**Task instructions**
Would you write out the listing verbatim and skip every picture in it?

Region segmentation data
:::::

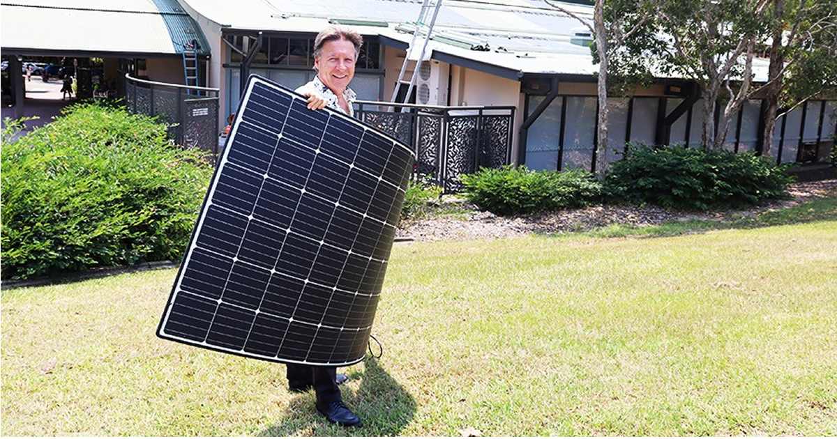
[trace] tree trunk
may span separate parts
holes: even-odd
[[[603,176],[608,168],[608,38],[604,28],[604,0],[596,0],[593,11],[596,50],[598,52],[598,121],[596,145],[596,173]]]
[[[715,101],[718,99],[717,79],[711,79],[707,87],[704,87],[703,94],[703,132],[701,141],[704,150],[711,150],[715,146]]]
[[[784,0],[773,1],[773,44],[770,46],[770,67],[768,80],[771,82],[765,93],[768,102],[764,118],[764,131],[762,135],[762,156],[769,156],[773,146],[773,128],[776,126],[776,114],[778,113],[779,94],[782,93],[782,69],[784,66],[784,52],[782,47],[782,17],[784,14]]]

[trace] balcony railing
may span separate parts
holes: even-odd
[[[159,116],[178,145],[217,155],[218,89],[146,81],[125,75],[126,104],[133,113]]]

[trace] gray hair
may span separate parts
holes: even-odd
[[[345,39],[355,46],[355,59],[361,53],[361,45],[363,44],[363,37],[357,31],[344,28],[342,26],[329,26],[317,33],[314,38],[314,58],[319,58],[322,53],[322,46],[329,41],[339,41]]]

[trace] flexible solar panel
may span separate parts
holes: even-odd
[[[391,137],[251,76],[157,334],[285,363],[360,361],[413,162]]]

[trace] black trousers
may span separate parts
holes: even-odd
[[[288,364],[288,385],[296,388],[313,385],[320,405],[340,401],[336,379],[336,367]]]

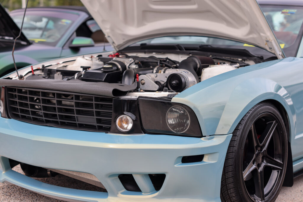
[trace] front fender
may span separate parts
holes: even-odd
[[[274,70],[278,71],[285,62],[292,60],[273,61],[221,74],[191,87],[175,96],[172,101],[191,107],[203,135],[208,136],[232,133],[255,105],[266,100],[274,100],[285,108],[289,118],[291,134],[295,134],[296,114],[290,96],[282,86],[268,78]]]
[[[261,102],[269,99],[278,101],[283,106],[289,118],[290,134],[295,134],[296,114],[289,94],[277,83],[262,78],[245,81],[235,88],[225,105],[214,134],[232,133],[250,109]]]

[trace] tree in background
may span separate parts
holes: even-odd
[[[10,11],[22,7],[22,0],[0,0],[0,3]],[[83,6],[83,4],[80,0],[29,0],[28,7],[61,5]]]

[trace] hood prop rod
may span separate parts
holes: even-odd
[[[17,75],[18,75],[18,78],[20,80],[20,76],[19,76],[19,73],[18,73],[18,69],[17,68],[17,66],[16,65],[16,62],[15,61],[15,58],[14,57],[14,51],[15,50],[15,45],[16,45],[16,41],[17,40],[17,39],[20,37],[21,36],[21,33],[22,31],[22,27],[23,27],[23,23],[24,21],[24,18],[25,17],[25,13],[26,12],[26,8],[27,8],[27,4],[28,3],[28,0],[26,1],[26,5],[25,6],[25,9],[24,10],[24,14],[23,15],[23,18],[22,19],[22,23],[21,24],[21,28],[20,28],[20,32],[19,32],[19,35],[18,36],[16,37],[15,41],[14,41],[14,45],[13,46],[13,51],[12,52],[12,55],[13,56],[13,60],[14,61],[14,65],[15,66],[15,69],[16,69],[16,72],[17,73]]]

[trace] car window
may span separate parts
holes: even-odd
[[[17,25],[21,26],[23,12],[11,14]],[[27,12],[22,31],[30,40],[55,46],[78,17],[77,15],[53,11]]]
[[[86,25],[92,32],[94,32],[101,29],[95,20],[89,20],[86,21]]]
[[[261,5],[268,23],[287,56],[295,56],[301,41],[303,8]]]

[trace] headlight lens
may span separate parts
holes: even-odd
[[[170,129],[176,133],[182,133],[185,132],[189,126],[190,122],[188,113],[182,107],[172,107],[167,111],[167,125]]]
[[[121,115],[117,119],[116,126],[119,131],[123,132],[128,131],[132,127],[132,120],[128,116]]]
[[[7,118],[5,111],[5,100],[4,99],[5,88],[3,87],[0,87],[0,115],[3,118]]]
[[[143,132],[148,134],[202,137],[193,110],[185,104],[171,101],[169,98],[138,98]]]

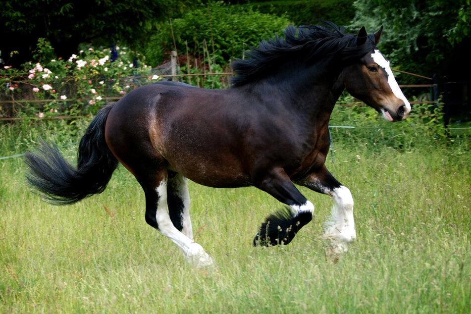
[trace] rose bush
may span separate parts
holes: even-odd
[[[159,78],[125,47],[87,47],[67,59],[44,57],[51,49],[40,40],[37,60],[0,69],[0,99],[15,102],[0,104],[0,117],[94,113],[109,98]]]

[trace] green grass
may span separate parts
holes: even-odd
[[[2,156],[33,147],[6,129]],[[190,183],[195,240],[217,264],[196,270],[146,225],[143,194],[122,167],[102,194],[57,207],[25,185],[20,157],[0,160],[0,313],[468,313],[469,142],[371,150],[348,132],[336,133],[326,164],[353,194],[358,240],[336,263],[321,239],[331,201],[304,188],[313,221],[288,246],[254,248],[281,205],[255,188]],[[62,150],[72,160],[76,149]]]

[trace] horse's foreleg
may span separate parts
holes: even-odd
[[[353,198],[350,190],[343,185],[327,192],[326,194],[332,196],[334,206],[330,212],[330,218],[324,224],[323,237],[329,243],[326,254],[336,257],[346,253],[347,244],[357,238],[353,217]]]
[[[212,264],[212,259],[206,253],[203,247],[174,225],[167,210],[166,181],[162,180],[157,187],[153,189],[145,188],[144,191],[146,194],[146,221],[147,223],[176,244],[183,252],[186,260],[196,268]]]
[[[314,205],[299,192],[281,169],[265,174],[256,186],[289,208],[266,218],[254,239],[254,245],[288,244],[299,230],[313,219]]]
[[[325,166],[321,171],[311,174],[299,183],[332,197],[334,206],[330,218],[324,224],[323,238],[328,243],[326,255],[336,259],[339,254],[347,252],[347,245],[357,238],[352,193]]]
[[[179,173],[171,174],[167,187],[168,213],[173,225],[190,239],[193,231],[190,218],[190,195],[186,178]],[[170,174],[169,174],[170,176]]]

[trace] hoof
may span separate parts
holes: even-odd
[[[192,267],[197,269],[206,268],[214,263],[212,258],[206,252],[192,256],[186,256],[185,259]]]
[[[185,260],[196,269],[203,268],[214,264],[212,258],[198,243],[193,243],[191,250],[187,252]]]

:::::

**Task response**
[trace] tree trunk
may span separate parts
holes: even-odd
[[[603,176],[608,168],[608,38],[604,28],[604,0],[596,0],[593,11],[596,50],[598,52],[598,121],[596,145],[596,173]]]
[[[715,101],[718,99],[717,79],[711,79],[707,87],[704,87],[703,94],[703,132],[701,141],[704,150],[711,150],[715,146]]]
[[[784,0],[773,1],[773,44],[770,46],[770,67],[768,80],[771,82],[765,93],[768,102],[764,118],[764,131],[762,135],[762,156],[769,156],[773,146],[773,128],[776,126],[776,114],[778,113],[779,94],[782,93],[782,69],[784,66],[784,52],[782,47],[782,17],[784,14]]]

[trace] balcony railing
may span separate parts
holes: even-odd
[[[159,116],[178,145],[217,155],[218,89],[146,81],[125,75],[126,104],[133,113]]]

[trace] gray hair
may span separate parts
holes: even-odd
[[[345,39],[355,46],[355,59],[361,53],[361,45],[363,44],[363,37],[357,31],[344,28],[342,26],[329,26],[317,33],[314,38],[314,58],[319,58],[322,53],[322,46],[329,41],[339,41]]]

[trace] flexible solar panel
may span separate parts
holes: even-odd
[[[391,137],[251,76],[157,334],[285,363],[360,361],[413,162]]]

[trace] black trousers
may span separate parts
holes: even-odd
[[[288,364],[288,385],[296,388],[313,385],[320,405],[340,401],[336,379],[336,367]]]

[trace] front fender
may span separate parts
holes: even-odd
[[[274,70],[278,71],[285,62],[292,60],[273,61],[221,74],[191,87],[175,96],[172,101],[191,107],[203,135],[208,136],[232,133],[255,105],[266,100],[274,100],[285,108],[289,118],[291,134],[295,134],[296,114],[290,96],[282,86],[268,78]]]
[[[261,102],[269,99],[278,101],[283,106],[289,118],[290,134],[295,134],[296,114],[289,94],[277,83],[262,78],[245,81],[235,88],[225,105],[214,134],[232,133],[250,109]]]

[trace] tree in background
may span separate parts
holes: even-odd
[[[10,11],[22,7],[22,0],[0,0],[0,3]],[[83,6],[83,4],[80,0],[29,0],[28,7],[61,5]]]

[trace] hood prop rod
may span separate parts
holes: even-odd
[[[17,75],[18,75],[18,78],[20,80],[20,76],[19,76],[19,73],[18,73],[18,69],[17,68],[17,66],[16,65],[16,62],[15,61],[15,58],[14,57],[14,51],[15,50],[15,45],[16,45],[16,41],[17,40],[17,39],[20,37],[21,36],[21,33],[22,31],[22,27],[23,27],[23,23],[24,21],[24,18],[25,17],[25,13],[26,12],[26,8],[27,8],[27,4],[28,3],[28,0],[26,1],[26,5],[25,6],[25,9],[24,10],[24,14],[23,15],[23,18],[22,19],[22,23],[21,24],[21,28],[20,28],[20,32],[19,32],[19,35],[18,36],[16,37],[15,41],[14,41],[14,45],[13,46],[13,51],[12,52],[12,55],[13,56],[13,60],[14,61],[14,65],[15,66],[15,69],[16,69],[16,72],[17,73]]]

[trace] car window
may span separate parts
holes: even-odd
[[[17,25],[21,26],[23,12],[11,14]],[[27,12],[22,31],[30,40],[55,46],[78,17],[77,15],[53,11]]]
[[[86,25],[92,32],[94,32],[101,29],[95,20],[89,20],[86,21]]]
[[[261,5],[268,23],[287,56],[295,56],[301,41],[303,8]]]

[trace] headlight lens
may span separate parts
holes: even-odd
[[[170,129],[176,133],[182,133],[185,132],[189,126],[190,122],[188,113],[182,107],[172,107],[167,111],[167,125]]]
[[[121,115],[117,119],[116,126],[119,131],[123,132],[128,131],[132,127],[132,120],[128,116]]]
[[[7,118],[5,111],[5,100],[4,99],[5,88],[3,87],[0,87],[0,115],[3,118]]]
[[[143,132],[148,134],[202,137],[193,110],[185,104],[171,101],[169,98],[138,98]]]

[trace] rose bush
may span separate parts
holes: even-odd
[[[159,78],[125,47],[87,47],[67,59],[44,57],[51,49],[40,40],[37,60],[0,69],[0,99],[15,102],[0,104],[0,117],[94,113],[109,98]]]

[trace] green grass
may span separate parts
holes: even-odd
[[[2,156],[33,147],[6,129]],[[190,183],[195,240],[217,264],[196,270],[146,225],[143,194],[122,167],[102,194],[57,207],[25,185],[20,157],[0,160],[0,313],[468,313],[469,142],[371,150],[348,132],[336,133],[326,164],[353,194],[358,240],[336,263],[321,239],[331,201],[304,188],[313,221],[288,246],[254,248],[281,205],[255,188]],[[62,150],[72,160],[76,149]]]

[trace] horse's foreleg
may span separate parts
holes: even-odd
[[[353,198],[350,190],[343,185],[327,192],[326,194],[332,196],[334,206],[330,212],[330,218],[324,224],[323,237],[329,243],[326,254],[336,257],[346,253],[347,244],[357,238],[353,217]]]
[[[212,264],[212,259],[206,253],[203,247],[174,225],[167,210],[166,181],[162,180],[157,187],[153,189],[145,188],[144,191],[146,194],[146,221],[147,223],[176,244],[183,252],[186,260],[196,268]]]
[[[314,205],[299,192],[281,169],[265,174],[256,186],[289,208],[266,218],[254,239],[254,245],[288,244],[299,230],[313,219]]]
[[[325,166],[321,171],[311,174],[299,183],[332,197],[334,206],[330,218],[324,224],[323,238],[328,243],[326,255],[336,259],[339,254],[347,252],[347,245],[357,238],[352,193]]]
[[[179,173],[171,174],[167,187],[168,213],[173,225],[190,239],[193,231],[190,218],[190,195],[186,178]],[[170,174],[169,174],[170,176]]]

[trace] hoof
may span separate parts
holes: even-odd
[[[192,267],[197,269],[206,268],[214,263],[212,258],[206,252],[192,256],[186,256],[185,259]]]
[[[185,260],[196,269],[203,268],[214,264],[212,258],[198,243],[193,243],[191,250],[187,252]]]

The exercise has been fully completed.